__MATERIAL FOR THIS EXERCISE__.
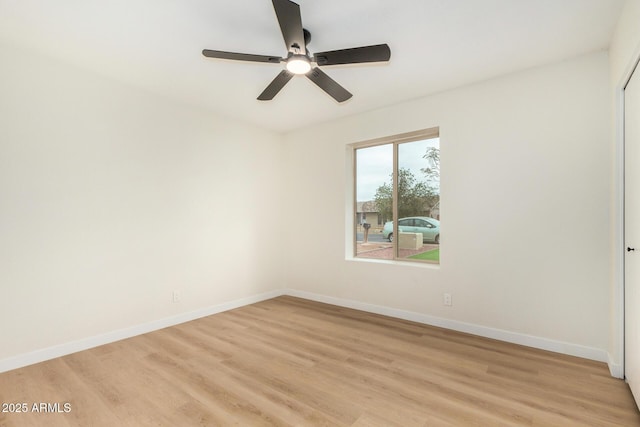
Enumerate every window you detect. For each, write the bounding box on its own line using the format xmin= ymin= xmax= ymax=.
xmin=353 ymin=128 xmax=440 ymax=264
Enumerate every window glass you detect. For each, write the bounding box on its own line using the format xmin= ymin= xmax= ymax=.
xmin=355 ymin=129 xmax=440 ymax=263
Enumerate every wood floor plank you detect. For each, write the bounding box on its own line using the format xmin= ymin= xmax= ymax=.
xmin=0 ymin=296 xmax=640 ymax=427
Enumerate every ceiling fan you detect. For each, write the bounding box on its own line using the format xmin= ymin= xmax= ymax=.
xmin=202 ymin=0 xmax=391 ymax=102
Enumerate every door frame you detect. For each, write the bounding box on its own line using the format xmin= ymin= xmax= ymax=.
xmin=609 ymin=45 xmax=640 ymax=378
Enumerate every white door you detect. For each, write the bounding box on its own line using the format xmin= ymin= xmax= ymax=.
xmin=624 ymin=64 xmax=640 ymax=403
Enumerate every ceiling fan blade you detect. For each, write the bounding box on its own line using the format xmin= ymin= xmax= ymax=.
xmin=306 ymin=67 xmax=353 ymax=102
xmin=202 ymin=49 xmax=282 ymax=64
xmin=258 ymin=70 xmax=294 ymax=101
xmin=272 ymin=0 xmax=306 ymax=55
xmin=313 ymin=44 xmax=391 ymax=65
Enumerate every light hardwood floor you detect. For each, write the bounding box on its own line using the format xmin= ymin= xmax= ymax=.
xmin=0 ymin=297 xmax=640 ymax=427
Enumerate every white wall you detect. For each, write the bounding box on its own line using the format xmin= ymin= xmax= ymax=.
xmin=286 ymin=53 xmax=612 ymax=360
xmin=609 ymin=0 xmax=640 ymax=377
xmin=0 ymin=46 xmax=283 ymax=365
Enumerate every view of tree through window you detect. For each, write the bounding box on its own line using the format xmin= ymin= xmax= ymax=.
xmin=355 ymin=129 xmax=440 ymax=263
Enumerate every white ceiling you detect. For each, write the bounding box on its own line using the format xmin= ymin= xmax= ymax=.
xmin=0 ymin=0 xmax=624 ymax=131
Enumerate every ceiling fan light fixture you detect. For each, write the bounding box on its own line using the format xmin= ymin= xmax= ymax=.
xmin=286 ymin=55 xmax=311 ymax=74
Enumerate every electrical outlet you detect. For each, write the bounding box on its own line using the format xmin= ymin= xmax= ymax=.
xmin=442 ymin=293 xmax=453 ymax=306
xmin=173 ymin=290 xmax=182 ymax=303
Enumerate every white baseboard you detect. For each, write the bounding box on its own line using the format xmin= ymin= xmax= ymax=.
xmin=285 ymin=289 xmax=617 ymax=364
xmin=607 ymin=354 xmax=624 ymax=379
xmin=0 ymin=290 xmax=284 ymax=372
xmin=0 ymin=289 xmax=612 ymax=378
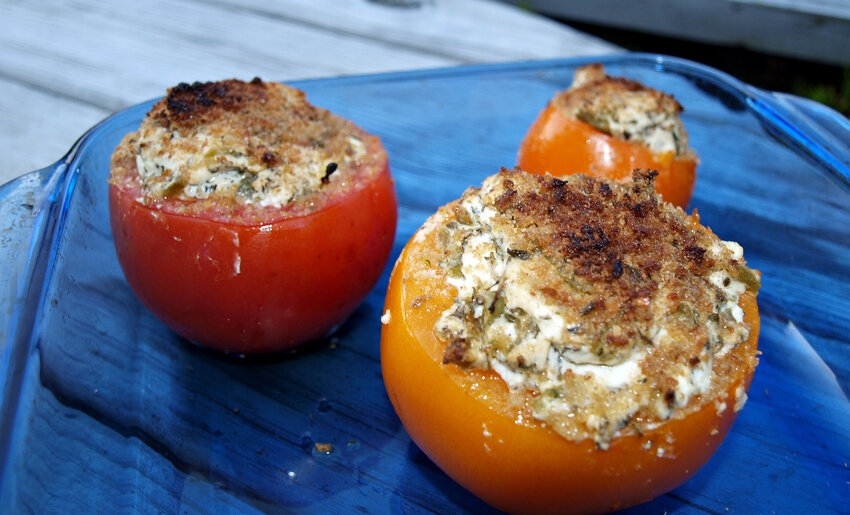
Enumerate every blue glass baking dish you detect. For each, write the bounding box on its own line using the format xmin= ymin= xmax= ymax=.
xmin=0 ymin=54 xmax=850 ymax=513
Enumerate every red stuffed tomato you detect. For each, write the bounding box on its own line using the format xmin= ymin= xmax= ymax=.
xmin=109 ymin=79 xmax=397 ymax=353
xmin=517 ymin=65 xmax=699 ymax=209
xmin=381 ymin=168 xmax=759 ymax=513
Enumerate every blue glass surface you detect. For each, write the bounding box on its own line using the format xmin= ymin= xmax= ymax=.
xmin=0 ymin=55 xmax=850 ymax=513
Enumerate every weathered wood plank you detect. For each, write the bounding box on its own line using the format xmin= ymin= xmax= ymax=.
xmin=0 ymin=0 xmax=618 ymax=184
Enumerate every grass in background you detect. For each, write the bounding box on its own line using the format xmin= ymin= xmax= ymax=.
xmin=560 ymin=20 xmax=850 ymax=117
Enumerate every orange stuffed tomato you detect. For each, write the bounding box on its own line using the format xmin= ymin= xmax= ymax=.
xmin=109 ymin=79 xmax=397 ymax=353
xmin=381 ymin=171 xmax=759 ymax=513
xmin=517 ymin=64 xmax=698 ymax=209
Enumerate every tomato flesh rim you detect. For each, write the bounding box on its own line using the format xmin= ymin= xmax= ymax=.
xmin=381 ymin=208 xmax=758 ymax=513
xmin=109 ymin=156 xmax=397 ymax=353
xmin=517 ymin=102 xmax=698 ymax=209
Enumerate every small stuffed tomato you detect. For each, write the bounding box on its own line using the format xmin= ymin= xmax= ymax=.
xmin=381 ymin=167 xmax=759 ymax=513
xmin=517 ymin=64 xmax=699 ymax=209
xmin=109 ymin=79 xmax=397 ymax=353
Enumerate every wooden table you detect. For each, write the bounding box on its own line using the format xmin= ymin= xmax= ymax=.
xmin=0 ymin=0 xmax=619 ymax=184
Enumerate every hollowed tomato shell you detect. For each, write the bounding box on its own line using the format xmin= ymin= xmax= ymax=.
xmin=109 ymin=156 xmax=397 ymax=353
xmin=517 ymin=102 xmax=698 ymax=209
xmin=381 ymin=208 xmax=759 ymax=513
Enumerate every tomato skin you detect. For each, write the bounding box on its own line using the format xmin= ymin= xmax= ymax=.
xmin=109 ymin=161 xmax=397 ymax=353
xmin=381 ymin=212 xmax=758 ymax=513
xmin=517 ymin=102 xmax=698 ymax=209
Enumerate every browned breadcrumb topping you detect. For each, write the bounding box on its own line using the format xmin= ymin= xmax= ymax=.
xmin=112 ymin=78 xmax=379 ymax=220
xmin=553 ymin=63 xmax=693 ymax=156
xmin=435 ymin=170 xmax=759 ymax=447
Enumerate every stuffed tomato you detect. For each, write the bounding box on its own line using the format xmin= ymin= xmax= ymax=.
xmin=517 ymin=64 xmax=699 ymax=209
xmin=381 ymin=171 xmax=760 ymax=513
xmin=109 ymin=79 xmax=397 ymax=353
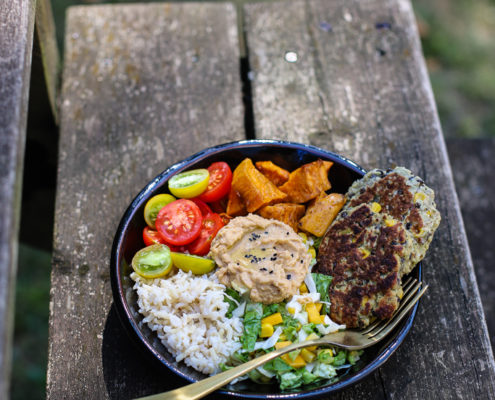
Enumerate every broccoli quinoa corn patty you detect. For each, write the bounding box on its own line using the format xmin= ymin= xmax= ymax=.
xmin=317 ymin=168 xmax=440 ymax=328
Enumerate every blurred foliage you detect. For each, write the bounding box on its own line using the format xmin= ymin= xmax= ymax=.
xmin=11 ymin=244 xmax=51 ymax=400
xmin=413 ymin=0 xmax=495 ymax=137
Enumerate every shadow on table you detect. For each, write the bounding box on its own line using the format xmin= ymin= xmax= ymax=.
xmin=101 ymin=303 xmax=187 ymax=399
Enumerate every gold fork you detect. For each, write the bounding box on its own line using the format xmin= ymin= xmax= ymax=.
xmin=136 ymin=279 xmax=428 ymax=400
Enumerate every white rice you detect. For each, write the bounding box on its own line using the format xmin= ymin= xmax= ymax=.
xmin=131 ymin=270 xmax=243 ymax=375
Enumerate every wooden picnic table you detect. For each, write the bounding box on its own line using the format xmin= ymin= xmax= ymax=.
xmin=47 ymin=0 xmax=495 ymax=399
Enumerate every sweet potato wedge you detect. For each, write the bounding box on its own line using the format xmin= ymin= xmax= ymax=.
xmin=299 ymin=192 xmax=345 ymax=237
xmin=226 ymin=189 xmax=247 ymax=217
xmin=279 ymin=160 xmax=333 ymax=203
xmin=255 ymin=161 xmax=290 ymax=186
xmin=257 ymin=203 xmax=306 ymax=232
xmin=231 ymin=158 xmax=287 ymax=212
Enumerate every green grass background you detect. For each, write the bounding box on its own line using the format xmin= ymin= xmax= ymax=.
xmin=11 ymin=0 xmax=495 ymax=400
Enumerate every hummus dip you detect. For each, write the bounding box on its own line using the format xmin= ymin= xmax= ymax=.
xmin=210 ymin=214 xmax=311 ymax=304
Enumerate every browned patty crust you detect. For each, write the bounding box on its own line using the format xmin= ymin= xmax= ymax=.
xmin=317 ymin=204 xmax=406 ymax=328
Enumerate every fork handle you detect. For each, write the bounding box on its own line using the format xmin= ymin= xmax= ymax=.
xmin=136 ymin=340 xmax=310 ymax=400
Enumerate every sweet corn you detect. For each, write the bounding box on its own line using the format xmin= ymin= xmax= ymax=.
xmin=306 ymin=303 xmax=322 ymax=324
xmin=385 ymin=218 xmax=397 ymax=226
xmin=301 ymin=349 xmax=316 ymax=362
xmin=280 ymin=354 xmax=306 ymax=368
xmin=275 ymin=340 xmax=292 ymax=350
xmin=371 ymin=201 xmax=382 ymax=212
xmin=260 ymin=324 xmax=273 ymax=337
xmin=261 ymin=313 xmax=283 ymax=325
xmin=414 ymin=193 xmax=426 ymax=203
xmin=359 ymin=248 xmax=371 ymax=259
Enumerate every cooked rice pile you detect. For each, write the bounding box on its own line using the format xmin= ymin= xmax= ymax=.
xmin=131 ymin=270 xmax=243 ymax=375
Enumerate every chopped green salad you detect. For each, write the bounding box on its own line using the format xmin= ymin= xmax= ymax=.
xmin=221 ymin=260 xmax=362 ymax=390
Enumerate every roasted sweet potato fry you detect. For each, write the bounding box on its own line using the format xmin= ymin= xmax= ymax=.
xmin=255 ymin=161 xmax=290 ymax=186
xmin=226 ymin=189 xmax=247 ymax=217
xmin=231 ymin=158 xmax=287 ymax=212
xmin=257 ymin=203 xmax=306 ymax=232
xmin=299 ymin=192 xmax=345 ymax=237
xmin=279 ymin=160 xmax=333 ymax=203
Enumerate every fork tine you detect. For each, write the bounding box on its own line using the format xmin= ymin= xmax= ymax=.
xmin=373 ymin=285 xmax=428 ymax=341
xmin=366 ymin=279 xmax=422 ymax=336
xmin=361 ymin=277 xmax=419 ymax=334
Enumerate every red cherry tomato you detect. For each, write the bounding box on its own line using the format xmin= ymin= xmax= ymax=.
xmin=189 ymin=197 xmax=211 ymax=217
xmin=155 ymin=199 xmax=203 ymax=246
xmin=188 ymin=213 xmax=225 ymax=256
xmin=143 ymin=226 xmax=167 ymax=246
xmin=198 ymin=161 xmax=232 ymax=203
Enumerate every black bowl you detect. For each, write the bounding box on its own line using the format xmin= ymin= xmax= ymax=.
xmin=110 ymin=140 xmax=421 ymax=399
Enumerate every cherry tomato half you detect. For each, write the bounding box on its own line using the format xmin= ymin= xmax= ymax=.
xmin=189 ymin=197 xmax=211 ymax=217
xmin=168 ymin=168 xmax=210 ymax=199
xmin=143 ymin=226 xmax=167 ymax=246
xmin=199 ymin=161 xmax=232 ymax=203
xmin=132 ymin=244 xmax=172 ymax=278
xmin=187 ymin=213 xmax=225 ymax=256
xmin=155 ymin=199 xmax=203 ymax=246
xmin=144 ymin=193 xmax=175 ymax=229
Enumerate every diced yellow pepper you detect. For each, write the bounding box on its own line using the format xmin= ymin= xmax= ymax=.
xmin=275 ymin=340 xmax=292 ymax=350
xmin=261 ymin=313 xmax=284 ymax=325
xmin=260 ymin=324 xmax=273 ymax=337
xmin=371 ymin=201 xmax=382 ymax=212
xmin=306 ymin=303 xmax=322 ymax=324
xmin=300 ymin=349 xmax=316 ymax=362
xmin=280 ymin=354 xmax=306 ymax=368
xmin=306 ymin=332 xmax=320 ymax=351
xmin=414 ymin=192 xmax=426 ymax=203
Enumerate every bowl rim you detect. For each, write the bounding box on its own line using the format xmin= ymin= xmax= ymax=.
xmin=110 ymin=139 xmax=422 ymax=400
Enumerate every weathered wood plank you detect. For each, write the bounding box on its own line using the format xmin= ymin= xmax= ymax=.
xmin=447 ymin=138 xmax=495 ymax=349
xmin=0 ymin=0 xmax=35 ymax=399
xmin=47 ymin=4 xmax=244 ymax=399
xmin=244 ymin=0 xmax=495 ymax=399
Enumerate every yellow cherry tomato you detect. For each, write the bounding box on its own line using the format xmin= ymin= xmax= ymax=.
xmin=144 ymin=193 xmax=176 ymax=229
xmin=168 ymin=168 xmax=210 ymax=199
xmin=132 ymin=244 xmax=172 ymax=278
xmin=171 ymin=251 xmax=215 ymax=275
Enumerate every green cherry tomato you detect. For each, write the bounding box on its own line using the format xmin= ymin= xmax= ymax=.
xmin=144 ymin=194 xmax=175 ymax=229
xmin=170 ymin=251 xmax=215 ymax=275
xmin=132 ymin=244 xmax=173 ymax=279
xmin=168 ymin=168 xmax=210 ymax=199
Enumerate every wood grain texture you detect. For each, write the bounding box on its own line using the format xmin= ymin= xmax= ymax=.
xmin=244 ymin=0 xmax=495 ymax=399
xmin=47 ymin=4 xmax=244 ymax=399
xmin=0 ymin=0 xmax=35 ymax=399
xmin=35 ymin=0 xmax=60 ymax=124
xmin=447 ymin=138 xmax=495 ymax=349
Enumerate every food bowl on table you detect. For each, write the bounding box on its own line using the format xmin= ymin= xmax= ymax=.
xmin=110 ymin=140 xmax=421 ymax=399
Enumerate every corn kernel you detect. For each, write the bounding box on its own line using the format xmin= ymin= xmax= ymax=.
xmin=260 ymin=324 xmax=273 ymax=337
xmin=414 ymin=192 xmax=426 ymax=203
xmin=371 ymin=201 xmax=382 ymax=212
xmin=359 ymin=248 xmax=371 ymax=259
xmin=306 ymin=303 xmax=322 ymax=324
xmin=301 ymin=349 xmax=316 ymax=362
xmin=280 ymin=354 xmax=306 ymax=368
xmin=309 ymin=247 xmax=316 ymax=258
xmin=261 ymin=313 xmax=284 ymax=325
xmin=275 ymin=340 xmax=292 ymax=350
xmin=385 ymin=218 xmax=397 ymax=226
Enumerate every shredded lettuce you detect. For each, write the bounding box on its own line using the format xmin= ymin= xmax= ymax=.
xmin=311 ymin=273 xmax=333 ymax=314
xmin=241 ymin=302 xmax=263 ymax=351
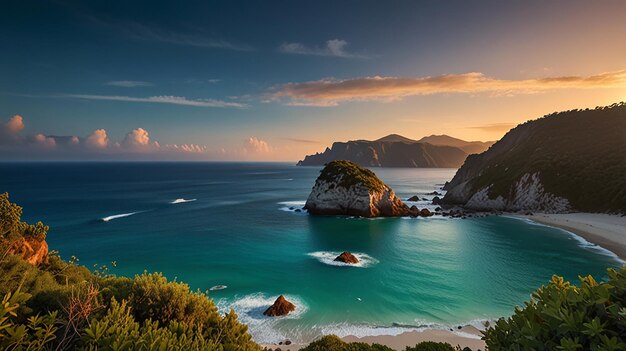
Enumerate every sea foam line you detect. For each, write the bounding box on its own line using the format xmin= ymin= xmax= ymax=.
xmin=170 ymin=199 xmax=197 ymax=204
xmin=307 ymin=251 xmax=378 ymax=268
xmin=100 ymin=211 xmax=144 ymax=222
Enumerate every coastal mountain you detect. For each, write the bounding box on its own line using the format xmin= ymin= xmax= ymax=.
xmin=417 ymin=134 xmax=495 ymax=155
xmin=443 ymin=103 xmax=626 ymax=213
xmin=298 ymin=134 xmax=490 ymax=168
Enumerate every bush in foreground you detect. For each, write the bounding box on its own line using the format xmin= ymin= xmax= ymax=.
xmin=483 ymin=267 xmax=626 ymax=351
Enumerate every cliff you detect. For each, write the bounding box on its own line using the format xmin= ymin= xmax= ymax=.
xmin=443 ymin=103 xmax=626 ymax=213
xmin=298 ymin=134 xmax=468 ymax=168
xmin=304 ymin=161 xmax=409 ymax=217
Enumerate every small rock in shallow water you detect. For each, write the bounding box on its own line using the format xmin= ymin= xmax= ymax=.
xmin=263 ymin=295 xmax=296 ymax=317
xmin=335 ymin=251 xmax=359 ymax=264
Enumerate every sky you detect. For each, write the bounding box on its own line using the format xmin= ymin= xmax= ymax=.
xmin=0 ymin=0 xmax=626 ymax=161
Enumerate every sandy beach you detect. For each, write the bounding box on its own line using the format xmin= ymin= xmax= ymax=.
xmin=262 ymin=325 xmax=485 ymax=351
xmin=516 ymin=212 xmax=626 ymax=260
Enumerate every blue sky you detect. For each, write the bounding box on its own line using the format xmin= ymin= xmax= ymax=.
xmin=0 ymin=1 xmax=626 ymax=160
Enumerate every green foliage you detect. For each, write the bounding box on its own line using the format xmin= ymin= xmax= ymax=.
xmin=453 ymin=103 xmax=626 ymax=213
xmin=0 ymin=289 xmax=58 ymax=350
xmin=301 ymin=335 xmax=393 ymax=351
xmin=406 ymin=341 xmax=456 ymax=351
xmin=317 ymin=160 xmax=385 ymax=190
xmin=484 ymin=267 xmax=626 ymax=351
xmin=0 ymin=193 xmax=48 ymax=242
xmin=81 ymin=299 xmax=224 ymax=351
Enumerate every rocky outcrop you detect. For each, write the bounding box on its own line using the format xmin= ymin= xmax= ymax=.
xmin=298 ymin=135 xmax=468 ymax=168
xmin=263 ymin=295 xmax=296 ymax=317
xmin=304 ymin=161 xmax=409 ymax=217
xmin=8 ymin=237 xmax=48 ymax=266
xmin=335 ymin=251 xmax=359 ymax=264
xmin=442 ymin=103 xmax=626 ymax=213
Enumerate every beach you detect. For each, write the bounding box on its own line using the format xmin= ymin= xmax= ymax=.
xmin=262 ymin=325 xmax=485 ymax=351
xmin=517 ymin=212 xmax=626 ymax=260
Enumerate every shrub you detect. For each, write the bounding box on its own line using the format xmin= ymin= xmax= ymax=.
xmin=483 ymin=267 xmax=626 ymax=351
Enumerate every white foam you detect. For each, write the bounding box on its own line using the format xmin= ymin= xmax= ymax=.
xmin=217 ymin=293 xmax=308 ymax=344
xmin=278 ymin=200 xmax=306 ymax=213
xmin=170 ymin=199 xmax=197 ymax=204
xmin=100 ymin=211 xmax=143 ymax=222
xmin=307 ymin=251 xmax=378 ymax=268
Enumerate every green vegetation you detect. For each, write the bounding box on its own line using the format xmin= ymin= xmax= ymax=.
xmin=0 ymin=192 xmax=626 ymax=351
xmin=484 ymin=267 xmax=626 ymax=351
xmin=452 ymin=103 xmax=626 ymax=213
xmin=0 ymin=194 xmax=260 ymax=351
xmin=317 ymin=160 xmax=385 ymax=191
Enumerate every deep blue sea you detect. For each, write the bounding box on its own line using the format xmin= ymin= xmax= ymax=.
xmin=0 ymin=163 xmax=622 ymax=343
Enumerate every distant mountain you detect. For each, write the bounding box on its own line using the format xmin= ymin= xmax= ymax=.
xmin=443 ymin=103 xmax=626 ymax=213
xmin=417 ymin=135 xmax=495 ymax=155
xmin=298 ymin=134 xmax=482 ymax=168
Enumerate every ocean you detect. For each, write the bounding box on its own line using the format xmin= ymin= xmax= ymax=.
xmin=0 ymin=162 xmax=623 ymax=343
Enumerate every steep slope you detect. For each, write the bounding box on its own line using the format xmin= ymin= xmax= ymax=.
xmin=298 ymin=135 xmax=467 ymax=168
xmin=416 ymin=135 xmax=495 ymax=155
xmin=304 ymin=161 xmax=410 ymax=217
xmin=443 ymin=103 xmax=626 ymax=213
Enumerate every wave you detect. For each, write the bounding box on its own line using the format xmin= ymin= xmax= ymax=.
xmin=217 ymin=293 xmax=308 ymax=344
xmin=278 ymin=201 xmax=306 ymax=213
xmin=502 ymin=215 xmax=626 ymax=265
xmin=170 ymin=199 xmax=197 ymax=204
xmin=307 ymin=251 xmax=378 ymax=268
xmin=100 ymin=211 xmax=143 ymax=222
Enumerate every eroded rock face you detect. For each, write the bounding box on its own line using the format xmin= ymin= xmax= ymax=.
xmin=304 ymin=161 xmax=409 ymax=217
xmin=335 ymin=251 xmax=359 ymax=264
xmin=8 ymin=238 xmax=48 ymax=266
xmin=263 ymin=295 xmax=296 ymax=317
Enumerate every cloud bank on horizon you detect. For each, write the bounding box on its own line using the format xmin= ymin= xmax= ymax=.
xmin=0 ymin=115 xmax=275 ymax=160
xmin=269 ymin=70 xmax=626 ymax=106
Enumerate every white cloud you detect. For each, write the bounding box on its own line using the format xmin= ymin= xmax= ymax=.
xmin=243 ymin=137 xmax=272 ymax=154
xmin=121 ymin=128 xmax=151 ymax=149
xmin=278 ymin=39 xmax=365 ymax=58
xmin=85 ymin=129 xmax=109 ymax=150
xmin=61 ymin=94 xmax=247 ymax=108
xmin=104 ymin=80 xmax=154 ymax=88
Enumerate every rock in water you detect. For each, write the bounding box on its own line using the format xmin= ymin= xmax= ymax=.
xmin=304 ymin=161 xmax=409 ymax=217
xmin=335 ymin=251 xmax=359 ymax=264
xmin=263 ymin=295 xmax=296 ymax=317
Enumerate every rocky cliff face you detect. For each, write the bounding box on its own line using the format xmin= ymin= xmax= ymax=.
xmin=298 ymin=136 xmax=467 ymax=168
xmin=304 ymin=161 xmax=409 ymax=217
xmin=8 ymin=237 xmax=48 ymax=266
xmin=443 ymin=104 xmax=626 ymax=213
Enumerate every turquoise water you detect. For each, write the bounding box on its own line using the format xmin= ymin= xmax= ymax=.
xmin=0 ymin=163 xmax=621 ymax=342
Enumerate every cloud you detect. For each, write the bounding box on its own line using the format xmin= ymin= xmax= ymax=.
xmin=60 ymin=94 xmax=247 ymax=108
xmin=465 ymin=123 xmax=516 ymax=133
xmin=121 ymin=128 xmax=150 ymax=150
xmin=0 ymin=115 xmax=24 ymax=145
xmin=85 ymin=129 xmax=109 ymax=150
xmin=0 ymin=115 xmax=208 ymax=159
xmin=278 ymin=39 xmax=365 ymax=58
xmin=243 ymin=137 xmax=272 ymax=154
xmin=104 ymin=80 xmax=154 ymax=88
xmin=269 ymin=70 xmax=626 ymax=106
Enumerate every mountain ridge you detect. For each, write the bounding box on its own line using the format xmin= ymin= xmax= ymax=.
xmin=297 ymin=134 xmax=491 ymax=168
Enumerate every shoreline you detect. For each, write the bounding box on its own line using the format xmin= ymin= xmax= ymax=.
xmin=511 ymin=212 xmax=626 ymax=264
xmin=261 ymin=325 xmax=485 ymax=351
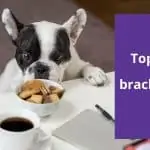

__WHAT TO PRODUCE__. Repeat everything from the start of the lines down to the line containing "xmin=0 ymin=296 xmax=640 ymax=427", with -113 added to every bounding-box coordinate in the answers. Keep the requests as they are, and leave the pictures out.

__EXERCISE SOLUTION__.
Enumerate every window you detect. For each, write the bounding box on its own line using the format xmin= ymin= xmax= ymax=.
xmin=240 ymin=15 xmax=327 ymax=151
Enumerate every window glass you detect. For each, write the bounding box on its own line using the format xmin= ymin= xmax= ymax=.
xmin=242 ymin=16 xmax=327 ymax=150
Enumerate every wood floor plank you detect. For each, write the bounding box on its own line using the format xmin= ymin= xmax= ymax=.
xmin=-113 ymin=183 xmax=527 ymax=314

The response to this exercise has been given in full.